• DOCUMENT EXTRACT
|---|
Recent Pennsylvania Supreme Court Decision Allows Employers to Pull a TNCP and File a Medical-Only NCP


Category: Pennsylvania

Nationwide among the claims and risk management community, Pennsylvania is known as being a forms-intensive state. But the Commonwealth just became slightly less forms-intensive with the recent Pennsylvania Supreme Court decision upholding a Workers’ Compensation Judge’s Decision allowing an employer to pull a TNCP and file a medical-only NCP – but without issuing a Notice Stopping Compensation and subsequent Notice of Denial. Our Supreme Court’s common-sense denial of a claimant’s appeal makes claims handling much easier and more streamlined. 

In Raymour & Flanigan v. WCAB (Obeid), 264 A.3d 817 (Pa. Commw. 2021), the Commonwealth Court held that an employer, which at first files an TNCP, and thereafter, within the initial 90-day period, acts to limit its liability and files a presumably superseding Medical-Only NCP, need not, at the same time, file a Notice Stopping Compensation and a Denial. More specifically, in its holding, the Court ruled that the Workers' Compensation Appeal Board (WCAB) erred in applying Workers' Compensation Act § 406.1(d)(5), reinstating a claimant's indemnity benefits, because it was inapplicable as the employer had filed a medical-only notice of compensation payable. The Court further explained that the employer was also not required to file a notice stopping temporary compensation payable and a notice of compensation denial, pursuant to 34 Pa. Code § 121.17(d)(1)-(3), which properly required that the employer either comply with § 406.1(d)(5) or file a notice of compensation payable, of which a medical-only notice was one variety. 

The Court agreed with the employer’s argument and appeal of the WCAB decision. The Court wrote that that in the case where a medical-only notice of compensation payable is filed, the first statement on the original TNCP (that the document does not constitute an admission of liability), becomes legally incorrect. This is because the employer is now acknowledging the injury. Further, the second statement (that an employee must file a claim to establish liability) was equally no longer true. Ultimately the Court ruled that, in this scenario, the claimant must file a Reinstatement Petition, not a Claim Petition. 

Comment: In a jurisdiction that is so reliant on the filing of correct petitions and forms, this is a rare decision which heavily favors employers. So often do we see situations where employers are penalized, or at the very least, must face frivolous Penalty Petitions for the failure to issue the appropriate bureau documents. Likewise, employers have had to reinstate benefits automatically for failure to utilize appropriate forms. The decision by the Supreme Court to deny the claimant’s appeal in the present case confirms the employer did nothing wrong in the present case. It keeps an otherwise straightforward and clean situation from getting overly messy with the issuance of multiple unnecessary forms. Cases like these are, hopefully, a step in the right direction for common sense methods and outcomes, which ultimately benefit both employees and employers, when deciding to accept or deny a claim, and consistently moving away from an already complicated system.
|---|
• RAW DATA

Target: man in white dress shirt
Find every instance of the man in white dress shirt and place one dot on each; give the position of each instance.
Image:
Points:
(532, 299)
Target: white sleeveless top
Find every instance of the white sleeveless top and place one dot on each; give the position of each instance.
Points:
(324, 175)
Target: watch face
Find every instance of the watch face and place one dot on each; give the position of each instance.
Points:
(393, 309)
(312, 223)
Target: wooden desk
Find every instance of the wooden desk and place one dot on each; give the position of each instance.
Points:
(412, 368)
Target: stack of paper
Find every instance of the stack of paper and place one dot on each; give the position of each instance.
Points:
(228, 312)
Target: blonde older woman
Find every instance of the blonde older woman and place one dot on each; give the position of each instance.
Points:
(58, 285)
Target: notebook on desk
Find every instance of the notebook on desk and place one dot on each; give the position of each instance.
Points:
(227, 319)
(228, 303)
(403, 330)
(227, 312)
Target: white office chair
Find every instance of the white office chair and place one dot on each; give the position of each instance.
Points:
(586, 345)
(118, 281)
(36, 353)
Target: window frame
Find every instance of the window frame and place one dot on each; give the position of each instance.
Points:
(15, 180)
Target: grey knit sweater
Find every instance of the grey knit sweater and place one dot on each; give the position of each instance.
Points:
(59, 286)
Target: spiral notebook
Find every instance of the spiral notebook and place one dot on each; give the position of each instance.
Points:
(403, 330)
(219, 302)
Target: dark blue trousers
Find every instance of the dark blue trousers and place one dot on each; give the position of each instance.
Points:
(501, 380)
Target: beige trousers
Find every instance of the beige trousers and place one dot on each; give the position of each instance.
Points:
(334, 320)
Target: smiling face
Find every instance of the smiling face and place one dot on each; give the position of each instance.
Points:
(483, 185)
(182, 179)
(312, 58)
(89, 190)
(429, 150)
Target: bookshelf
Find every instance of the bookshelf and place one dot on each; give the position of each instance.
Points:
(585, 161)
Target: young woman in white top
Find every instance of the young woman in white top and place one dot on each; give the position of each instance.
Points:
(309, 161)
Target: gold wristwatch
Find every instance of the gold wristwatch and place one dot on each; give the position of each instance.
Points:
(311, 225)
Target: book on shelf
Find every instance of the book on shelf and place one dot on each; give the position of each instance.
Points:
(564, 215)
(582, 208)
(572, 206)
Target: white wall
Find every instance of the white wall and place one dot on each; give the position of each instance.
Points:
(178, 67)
|---|
• WHAT TO DO
Print the part of the Pennsylvania workers' compensation decision text between "Nationwide among the" and "and more streamlined.", inclusive. The data shown here was drawn from a separate source and has no connection to the text.

• COMPLETED TASK
Nationwide among the claims and risk management community, Pennsylvania is known as being a forms-intensive state. But the Commonwealth just became slightly less forms-intensive with the recent Pennsylvania Supreme Court decision upholding a Workers’ Compensation Judge’s Decision allowing an employer to pull a TNCP and file a medical-only NCP – but without issuing a Notice Stopping Compensation and subsequent Notice of Denial. Our Supreme Court’s common-sense denial of a claimant’s appeal makes claims handling much easier and more streamlined.